**Set task:** Please gather every line of the material below that contains the word "Target" and copy each of those lines in full.

**Source material:**
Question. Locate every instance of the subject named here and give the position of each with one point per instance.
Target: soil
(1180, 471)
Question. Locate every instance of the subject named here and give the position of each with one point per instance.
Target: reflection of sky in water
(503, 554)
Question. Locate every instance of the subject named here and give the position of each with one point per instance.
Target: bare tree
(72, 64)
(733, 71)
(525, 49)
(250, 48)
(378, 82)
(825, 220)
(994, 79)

---

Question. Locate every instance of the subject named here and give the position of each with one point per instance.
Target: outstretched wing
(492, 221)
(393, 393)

**Written solution:**
Target: soil
Target: reflection of sky in water
Target: bare tree
Target: outstretched wing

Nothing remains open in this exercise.